**TASK DETAILS**
The entries below must be reproduced exactly; their pictures are not part of the copy.

(Photo-based referring expression data)
* * *

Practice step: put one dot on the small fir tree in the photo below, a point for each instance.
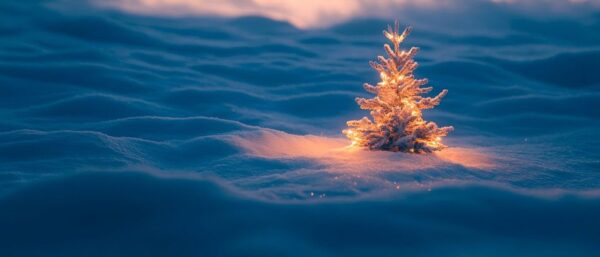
(397, 124)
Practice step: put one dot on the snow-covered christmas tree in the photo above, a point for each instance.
(397, 123)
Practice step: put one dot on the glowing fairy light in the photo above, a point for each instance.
(397, 123)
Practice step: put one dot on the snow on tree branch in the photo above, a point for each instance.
(397, 124)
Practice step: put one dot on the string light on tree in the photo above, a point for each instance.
(397, 124)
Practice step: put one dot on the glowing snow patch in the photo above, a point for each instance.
(338, 155)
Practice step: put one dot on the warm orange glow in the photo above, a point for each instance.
(397, 124)
(338, 156)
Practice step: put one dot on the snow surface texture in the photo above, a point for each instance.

* * *

**ANSWER BELOW**
Practice step: put one dot on the small fir tree in the photo below, a point for each instance.
(397, 124)
Practice step: put one dot on the snow-covered christmas tree in the photo above, a point for each instance.
(397, 123)
Practice step: put one dot on the glowing fairy light in the photo above, a point for each instance.
(397, 123)
Practice step: put one dot on the snow on tree branch in the photo above, a point for each instance.
(397, 124)
Practice step: put one dot on the string light on tree in the photo above, a point for each instance.
(397, 124)
Practice step: put one dot on the glowing snow patch in the photo above, a point for each instance.
(338, 155)
Practice step: put one dot on the warm orange glow in the photo above, a point for each instance.
(397, 124)
(338, 156)
Practice step: put one dot on the snow surface texture in the photo above, a point for each instance.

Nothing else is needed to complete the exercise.